What to work on ▸ Return the entries in full, exactly as they were written.

[Data entries]
* * * * *

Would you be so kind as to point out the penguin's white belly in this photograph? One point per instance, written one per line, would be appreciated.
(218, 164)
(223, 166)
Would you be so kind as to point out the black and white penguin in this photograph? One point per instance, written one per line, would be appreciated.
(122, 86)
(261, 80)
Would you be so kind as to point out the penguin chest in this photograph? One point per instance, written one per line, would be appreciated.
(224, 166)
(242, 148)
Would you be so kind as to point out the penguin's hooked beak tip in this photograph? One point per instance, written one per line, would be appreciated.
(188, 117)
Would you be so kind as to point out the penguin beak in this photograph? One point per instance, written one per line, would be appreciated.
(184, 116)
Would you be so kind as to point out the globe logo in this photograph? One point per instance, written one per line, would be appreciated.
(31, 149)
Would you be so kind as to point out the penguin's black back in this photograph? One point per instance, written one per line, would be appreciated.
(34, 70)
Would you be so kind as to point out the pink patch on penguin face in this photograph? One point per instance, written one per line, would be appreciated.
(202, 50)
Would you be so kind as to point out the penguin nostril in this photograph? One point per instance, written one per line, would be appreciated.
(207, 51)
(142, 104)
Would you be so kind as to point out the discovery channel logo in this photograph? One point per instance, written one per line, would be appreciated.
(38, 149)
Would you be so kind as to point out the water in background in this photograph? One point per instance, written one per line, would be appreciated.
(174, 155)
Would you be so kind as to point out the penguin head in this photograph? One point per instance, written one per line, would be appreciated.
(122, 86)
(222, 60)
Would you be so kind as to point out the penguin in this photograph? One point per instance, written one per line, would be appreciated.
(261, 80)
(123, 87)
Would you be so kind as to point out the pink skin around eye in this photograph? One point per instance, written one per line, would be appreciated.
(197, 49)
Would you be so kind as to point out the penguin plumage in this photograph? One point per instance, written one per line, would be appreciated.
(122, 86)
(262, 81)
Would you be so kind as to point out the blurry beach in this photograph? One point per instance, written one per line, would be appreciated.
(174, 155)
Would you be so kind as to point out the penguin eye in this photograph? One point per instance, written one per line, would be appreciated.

* * * * *

Output below ▸
Would you be so kind as to point out the penguin's white belly in this photograph? One point per instance, written one per line, would be appreciated.
(218, 164)
(223, 166)
Would you be so kind as to point out the black and white penguin in this photograph? One point per instance, written one per line, would be appreciated.
(122, 86)
(261, 80)
Would you be so kind as to point out the penguin chest in this photograph? One point per instance, written one per line, would be appreciated.
(224, 166)
(242, 148)
Would you be so kind as to point out the penguin's hooked beak tip in this photograph? One point per instance, written one per line, would be appreciated.
(188, 117)
Would you be so kind as to point out the penguin beak in this photograph? One point per instance, written one per line, would be appreciated.
(184, 116)
Would you be so kind as to point out the globe logo in this photograph? One point per instance, written one per line, would be appreciated.
(31, 149)
Would you be so kind as to point out the penguin's black back in this photograph? One point per instance, written one per line, would be appreciated.
(34, 70)
Would you be so kind as to point out the pink patch on penguin face in this photograph? One point per instance, written one per line, would be appreciated.
(202, 50)
Would you be so kind as to point out the penguin nostril in this photograph? One point per instance, written one per line, would be appreciated.
(207, 51)
(142, 104)
Would you be so kind as to point out the discovery channel logo in this photograph? One point per instance, written one per line, would be appreciated.
(38, 149)
Would you be so kind as to point out the water in background in this photograph? One point per instance, written one per line, would be appreciated.
(174, 155)
Would you be so kind as to point out the penguin head in this photograph? One point per instance, written one per line, would be appreciated.
(122, 86)
(222, 60)
Would you be so kind as to point out the penguin in this photograph? One point per instance, written one per line, would be appreciated.
(261, 80)
(123, 87)
Would you be so kind as to point out the pink skin around eye in this photograph? One point per instance, written one per line, would be appreciated.
(197, 49)
Would you be so kind as to point out the penguin plumage in this photograph? One point per instance, written one per line, would be appreciated.
(122, 86)
(262, 81)
Would you be so kind as to point out the blurry beach in this photograph? One point per instance, written one per line, would be appreciated.
(174, 155)
Would you be so kind as to point out the penguin eye in this photograph? One point per instance, written one per line, would be appreciated.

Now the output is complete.